>> start

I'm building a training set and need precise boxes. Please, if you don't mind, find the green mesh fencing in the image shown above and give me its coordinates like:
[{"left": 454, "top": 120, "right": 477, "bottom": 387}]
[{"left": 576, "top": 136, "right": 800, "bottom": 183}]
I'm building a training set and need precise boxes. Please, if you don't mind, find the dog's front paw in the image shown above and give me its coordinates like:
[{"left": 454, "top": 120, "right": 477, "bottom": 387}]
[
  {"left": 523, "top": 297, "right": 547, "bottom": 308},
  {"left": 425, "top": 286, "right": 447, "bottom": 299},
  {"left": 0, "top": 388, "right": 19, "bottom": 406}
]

>> end
>> start

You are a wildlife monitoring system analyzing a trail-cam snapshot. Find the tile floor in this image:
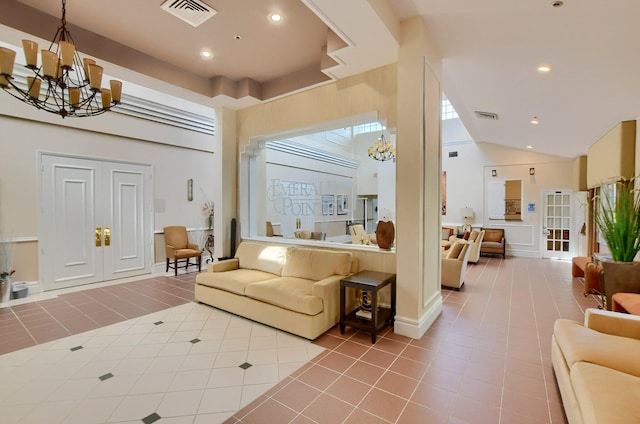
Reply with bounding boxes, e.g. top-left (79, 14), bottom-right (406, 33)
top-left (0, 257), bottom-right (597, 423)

>> end

■ Your objective ■
Go through the items above and keep only the lines that contain the word "right". Copy each of those lines unchanged.

■ Correct answer ■
[{"left": 454, "top": 120, "right": 477, "bottom": 387}]
[{"left": 576, "top": 136, "right": 800, "bottom": 183}]
[{"left": 454, "top": 120, "right": 477, "bottom": 387}]
  {"left": 523, "top": 297, "right": 547, "bottom": 308},
  {"left": 425, "top": 286, "right": 447, "bottom": 299},
  {"left": 0, "top": 388, "right": 19, "bottom": 406}
Reply with bounding boxes, e.g. top-left (79, 14), bottom-right (406, 33)
top-left (0, 257), bottom-right (597, 423)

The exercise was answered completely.